• Page excerpt
◆ ◆ ◆ ◆ ◆

Continuous deployment text image retrieval service to Google Kubernetes Engine using CI/CD

System Architecture

Table of Contents

  1. Create GKE Cluster

  2. Deploy serving service manually

    1. Deploy nginx ingress controller

    2. Deploy application

  3. Deploy monitoring service

    1. Deploy Prometheus service

    2. Deploy Grafana service

  4. Continuous deployment to GKE using Jenkins pipeline

    1. Create Google Compute Engine

    2. Install Docker and Jenkins in GCE

    3. Connect to Jenkins UI in GCE

    4. Setup Jenkins

    5. Continuous deployment

1. Create GKE Cluster

How-to Guide

1.1. Create Project in GCP

1.2. Install gcloud CLI

Gcloud CLI can be installed following this document https://cloud.google.com/sdk/docs/install#deb

Initialize the gcloud CLI

gcloud init
Y
  • A pop-up to select your Google account will appear, select the one you used to register GCP, and click the button Allow.

  • Go back to your terminal, in which you typed gcloud init, pick cloud project you using, and Enter.

  • Then type Y, type the ID number corresponding to us-central1-f (in my case), then Enter.

1.3. Install gke-cloud-auth-plugin

sudo apt-get install google-cloud-cli-gke-gcloud-auth-plugin

1.4. Create service account

Create your service account, and select Kubernetes Engine Admin role (Full management of Kubernetes Clusters and their Kubernetes API objects) for your service account.

Create new key as json type for your service account. Download this json file and save it in terraform directory. Update credentials in terraform/main.tf with your json directory.

1.5. Add permission for Project

Go to IAM, click on GRANT ACCESS, then add new principals, this principal is your service account created in step 1.3. Finally, select Owner role.

1.6. Using terraform to create GKE cluster.

Update your project id in terraform/variables.tf Run the following commands to create GKE cluster:

gcloud auth application-default login
cd terraform
terraform init
terraform plan
terraform apply
  • GKE cluster is deployed at us-central1-f with its node machine type is: n2-standard-2 (2 CPU, 8 GB RAM and costs 71$/1month).
  • Unable Autopilot for the GKE cluster. When using Autopilot cluster, certain features of Standard GKE are not available, such as scraping node metrics from Prometheus service.

It can takes about 10 minutes for create successfully a GKE cluster. You can see that on GKE UI

1.7. Connect to the GKE cluster.

  • Go back to the GKE UI.
  • Click on vertical ellipsis icon and select Connect. You will see the popup Connect to the cluster as follows
  • Copy the line gcloud container clusters get-credentials ... into your local terminal.

After run this command, the GKE cluster can be connected from local.

kubectx [YOUR_GKE_CLUSTER_ID]

2. Deploy serving service manually

Using Helm chart to deploy application on GKE cluster.

How-to Guide

2.1. Deploy nginx ingress controller

cd helm_charts/nginx_ingress
kubectl create ns nginx-ingress
kubens nginx-ingress
helm upgrade --install nginx-ingress-controller .

After that, nginx ingress controller will be created in nginx-ingress namespace.

2.2. Deploy application to GKE cluster manually

Text-image retrieval service will be deployed with NodePort type (nginx ingress will route the request to this service) and 2 replica pods that maintain by Deployment.

◆ ◆ ◆ ◆ ◆

• Problems and tasks
A) In the GKE deployment guide, turn the paragraph beginning "Create new key as json type" into a short list of steps, keeping all of its facts.
B) Go on with the GKE deployment guide, picking up right after its final sentence.

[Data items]
◆ ◆ ◆ ◆ ◆

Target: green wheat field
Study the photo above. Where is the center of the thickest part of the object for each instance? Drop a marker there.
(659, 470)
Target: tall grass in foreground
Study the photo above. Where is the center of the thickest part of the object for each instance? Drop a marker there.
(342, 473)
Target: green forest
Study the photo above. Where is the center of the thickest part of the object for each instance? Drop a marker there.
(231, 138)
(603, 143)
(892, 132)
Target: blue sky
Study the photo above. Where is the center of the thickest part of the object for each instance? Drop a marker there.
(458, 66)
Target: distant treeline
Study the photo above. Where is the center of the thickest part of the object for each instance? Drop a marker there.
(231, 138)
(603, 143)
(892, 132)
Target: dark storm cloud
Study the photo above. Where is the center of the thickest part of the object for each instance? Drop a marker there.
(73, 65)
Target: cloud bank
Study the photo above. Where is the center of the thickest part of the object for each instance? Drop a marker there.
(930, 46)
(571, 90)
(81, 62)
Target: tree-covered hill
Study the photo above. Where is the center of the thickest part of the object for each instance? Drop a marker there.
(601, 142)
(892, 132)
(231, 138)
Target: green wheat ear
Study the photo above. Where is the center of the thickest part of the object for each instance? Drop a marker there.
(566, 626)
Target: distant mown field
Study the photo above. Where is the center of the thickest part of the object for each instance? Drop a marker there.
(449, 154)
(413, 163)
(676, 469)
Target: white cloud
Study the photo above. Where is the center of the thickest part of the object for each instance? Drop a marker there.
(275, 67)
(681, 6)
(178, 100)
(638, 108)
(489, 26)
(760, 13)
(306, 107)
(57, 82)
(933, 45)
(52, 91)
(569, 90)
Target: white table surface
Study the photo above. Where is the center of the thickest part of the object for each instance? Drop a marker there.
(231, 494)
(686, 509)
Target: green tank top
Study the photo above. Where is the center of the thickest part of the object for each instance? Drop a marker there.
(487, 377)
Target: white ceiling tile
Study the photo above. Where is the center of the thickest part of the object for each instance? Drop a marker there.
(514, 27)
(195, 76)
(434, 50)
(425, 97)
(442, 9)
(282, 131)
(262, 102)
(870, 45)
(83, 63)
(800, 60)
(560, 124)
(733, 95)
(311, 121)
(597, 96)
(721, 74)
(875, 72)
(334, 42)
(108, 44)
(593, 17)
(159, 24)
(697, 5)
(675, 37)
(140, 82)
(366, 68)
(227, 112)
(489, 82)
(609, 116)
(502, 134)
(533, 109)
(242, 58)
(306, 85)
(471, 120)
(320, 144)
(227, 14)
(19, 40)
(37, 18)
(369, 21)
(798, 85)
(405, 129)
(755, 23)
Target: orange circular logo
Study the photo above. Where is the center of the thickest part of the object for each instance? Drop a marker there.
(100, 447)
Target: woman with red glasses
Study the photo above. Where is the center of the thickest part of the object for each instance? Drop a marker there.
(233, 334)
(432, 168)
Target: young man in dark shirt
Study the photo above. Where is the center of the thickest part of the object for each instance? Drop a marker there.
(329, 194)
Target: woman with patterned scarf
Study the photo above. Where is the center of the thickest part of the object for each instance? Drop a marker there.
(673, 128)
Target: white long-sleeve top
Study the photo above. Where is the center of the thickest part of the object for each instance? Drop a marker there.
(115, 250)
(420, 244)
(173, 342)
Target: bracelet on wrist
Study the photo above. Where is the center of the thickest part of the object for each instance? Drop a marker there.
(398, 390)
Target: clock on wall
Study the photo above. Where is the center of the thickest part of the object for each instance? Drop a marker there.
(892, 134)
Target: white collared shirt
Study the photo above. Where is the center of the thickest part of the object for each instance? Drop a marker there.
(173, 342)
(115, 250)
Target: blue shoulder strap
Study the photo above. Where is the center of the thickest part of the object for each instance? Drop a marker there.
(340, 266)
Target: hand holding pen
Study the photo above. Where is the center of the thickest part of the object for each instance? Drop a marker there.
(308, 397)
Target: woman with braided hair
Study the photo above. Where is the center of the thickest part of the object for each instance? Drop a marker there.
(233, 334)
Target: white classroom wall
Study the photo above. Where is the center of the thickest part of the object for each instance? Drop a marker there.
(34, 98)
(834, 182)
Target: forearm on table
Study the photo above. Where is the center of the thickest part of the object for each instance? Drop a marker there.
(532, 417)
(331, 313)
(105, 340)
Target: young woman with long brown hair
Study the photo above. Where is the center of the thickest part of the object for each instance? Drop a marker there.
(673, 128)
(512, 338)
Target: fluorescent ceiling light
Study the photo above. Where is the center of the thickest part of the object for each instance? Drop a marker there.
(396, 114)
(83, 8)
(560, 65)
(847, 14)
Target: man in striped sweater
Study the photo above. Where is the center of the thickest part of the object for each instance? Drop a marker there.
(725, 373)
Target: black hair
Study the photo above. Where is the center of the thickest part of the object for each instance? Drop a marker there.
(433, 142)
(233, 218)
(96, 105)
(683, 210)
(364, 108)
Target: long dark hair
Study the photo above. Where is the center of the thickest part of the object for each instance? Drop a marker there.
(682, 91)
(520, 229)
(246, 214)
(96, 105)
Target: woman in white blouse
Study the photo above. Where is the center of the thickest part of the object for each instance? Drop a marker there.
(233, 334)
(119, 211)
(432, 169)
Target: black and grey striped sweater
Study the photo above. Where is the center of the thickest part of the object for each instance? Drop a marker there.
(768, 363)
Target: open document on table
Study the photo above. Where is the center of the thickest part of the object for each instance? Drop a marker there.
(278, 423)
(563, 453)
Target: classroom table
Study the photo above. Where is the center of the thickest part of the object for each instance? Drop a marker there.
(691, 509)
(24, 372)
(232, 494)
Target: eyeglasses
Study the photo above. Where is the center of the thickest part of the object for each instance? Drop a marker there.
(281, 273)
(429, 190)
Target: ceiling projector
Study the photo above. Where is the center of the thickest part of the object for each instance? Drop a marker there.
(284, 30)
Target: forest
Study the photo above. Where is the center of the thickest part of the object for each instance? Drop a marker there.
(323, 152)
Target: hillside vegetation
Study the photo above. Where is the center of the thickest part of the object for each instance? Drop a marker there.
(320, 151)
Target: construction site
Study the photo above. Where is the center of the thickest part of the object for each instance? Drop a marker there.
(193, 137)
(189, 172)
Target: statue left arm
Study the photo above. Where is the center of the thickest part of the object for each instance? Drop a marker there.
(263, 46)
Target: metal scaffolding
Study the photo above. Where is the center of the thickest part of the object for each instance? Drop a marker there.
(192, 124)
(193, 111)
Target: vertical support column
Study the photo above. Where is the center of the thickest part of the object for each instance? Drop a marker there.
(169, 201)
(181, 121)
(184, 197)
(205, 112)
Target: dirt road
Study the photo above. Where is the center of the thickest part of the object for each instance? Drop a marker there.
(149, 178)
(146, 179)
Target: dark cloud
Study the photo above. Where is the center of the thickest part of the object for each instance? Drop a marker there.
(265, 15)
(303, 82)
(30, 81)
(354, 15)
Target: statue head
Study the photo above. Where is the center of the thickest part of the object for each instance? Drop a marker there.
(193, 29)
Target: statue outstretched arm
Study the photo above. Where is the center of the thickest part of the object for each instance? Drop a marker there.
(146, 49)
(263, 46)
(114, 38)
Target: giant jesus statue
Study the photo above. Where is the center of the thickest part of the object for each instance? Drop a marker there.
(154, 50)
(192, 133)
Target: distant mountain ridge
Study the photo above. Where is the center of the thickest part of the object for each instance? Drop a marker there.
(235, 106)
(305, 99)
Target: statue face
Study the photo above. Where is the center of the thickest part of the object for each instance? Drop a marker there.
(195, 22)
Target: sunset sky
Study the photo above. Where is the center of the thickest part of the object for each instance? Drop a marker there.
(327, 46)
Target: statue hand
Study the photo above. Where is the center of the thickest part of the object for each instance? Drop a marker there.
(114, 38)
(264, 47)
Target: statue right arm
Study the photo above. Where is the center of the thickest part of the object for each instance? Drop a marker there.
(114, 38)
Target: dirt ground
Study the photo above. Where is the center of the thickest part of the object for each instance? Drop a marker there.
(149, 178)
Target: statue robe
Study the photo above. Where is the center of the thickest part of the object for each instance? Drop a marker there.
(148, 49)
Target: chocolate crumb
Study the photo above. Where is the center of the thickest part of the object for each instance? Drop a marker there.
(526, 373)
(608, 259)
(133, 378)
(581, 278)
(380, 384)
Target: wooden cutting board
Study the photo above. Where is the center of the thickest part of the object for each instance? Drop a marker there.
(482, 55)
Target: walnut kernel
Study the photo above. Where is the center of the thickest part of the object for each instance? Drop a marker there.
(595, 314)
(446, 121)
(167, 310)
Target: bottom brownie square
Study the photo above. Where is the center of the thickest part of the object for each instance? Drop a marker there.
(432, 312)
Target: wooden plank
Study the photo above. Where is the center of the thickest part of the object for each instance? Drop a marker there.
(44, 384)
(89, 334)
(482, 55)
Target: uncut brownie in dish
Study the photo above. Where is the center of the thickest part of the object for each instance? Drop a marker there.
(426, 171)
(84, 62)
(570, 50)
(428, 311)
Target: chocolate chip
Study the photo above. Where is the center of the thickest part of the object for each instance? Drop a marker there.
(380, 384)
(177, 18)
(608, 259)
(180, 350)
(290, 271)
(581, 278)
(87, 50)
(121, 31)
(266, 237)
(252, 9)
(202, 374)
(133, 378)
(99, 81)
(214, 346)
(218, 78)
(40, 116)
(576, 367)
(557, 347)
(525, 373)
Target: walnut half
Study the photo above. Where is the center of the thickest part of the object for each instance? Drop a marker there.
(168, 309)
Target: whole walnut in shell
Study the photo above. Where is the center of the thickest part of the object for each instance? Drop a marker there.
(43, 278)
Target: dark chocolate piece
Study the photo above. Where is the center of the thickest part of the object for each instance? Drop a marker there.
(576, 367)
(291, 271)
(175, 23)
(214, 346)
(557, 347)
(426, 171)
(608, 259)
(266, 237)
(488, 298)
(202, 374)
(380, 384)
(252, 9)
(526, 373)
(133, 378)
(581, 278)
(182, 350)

◆ ◆ ◆ ◆ ◆

• Replies
A)
- Create a new JSON key for the service account.
- Download the JSON file and save it in the terraform directory.
- Update the credentials in terraform/main.tf with the location of the JSON file.

B)
Each pod contains the container running the text-image retrieval application.

The requests will initially arrive at the Nginx Ingress Gateway and will subsequently be routed to the service within the model-serving namespace of the GKE cluster.

cd helm_charts/app
kubectl create ns model-serving
kubens model-serving
helm upgrade --install app --set image.repository=duong05102002/text-image-retrieval-serving --set image.tag=v1.5 .

After that, application will be deployed successfully on GKE cluster. To test the api, you can do the following steps:

  • Obtain the IP address of nginx-ingress.
kubectl get ing
  • Add the domain name retrieval.com (set up in helm_charts/app/templates/app_ingress.yaml) of this IP to /etc/hosts
sudo nano /etc/hosts
[YOUR_INGRESS_IP_ADDRESS] retrieval.com

or you can utilize my Ingress IP address (valid until 27/11/2023 during the free trial period).

34.133.25.217 retrieval.com
  • Open web brower and type retrieval.com/docs to access the FastAPI UI and test the API.
    • For more intuitive responses, you can run client.py (Refresh the html page to display the images.)

      • Image query

        $ python client.py --save_dir temp.html --image_query your_image_file
        • Top 8 products images similar with image query:

          ImageImageImageImageImageImageImageImage
      • Text query

        $ python client.py --save_dir temp.html --text_query your_text_query
        • Top 8 products images similar with text query: crop top
          ImageImageImageImageImageImageImageImage

3. Deploy monitoring service

I'm using Prometheus and Grafana for monitoring the health of both Node and pods that running application.

Prometheus will scrape metrics from both Node and pods in GKE cluster. Subsequently, Grafana will display information such as CPU and RAM usage for system health monitoring, and system health alerts will be sent to Discord.

How-to Guide

3.1. Deploy Prometheus service

  • Create Prometheus CRDs
cd helm_charts/prometheus-operator-crds
kubectl create ns monitoring
kubens monitoring
helm upgrade --install prometheus-crds .
  • Deploy Prometheus service (with NodePort type) to GKE cluster
cd helm_charts/prometheus
kubens monitoring
helm upgrade --install prometheus .

Warnings about the health of the node and the pod running the application will be alerted to Discord. In this case, the alert will be triggered and sent to Discord when there is only 10% memory available in the node.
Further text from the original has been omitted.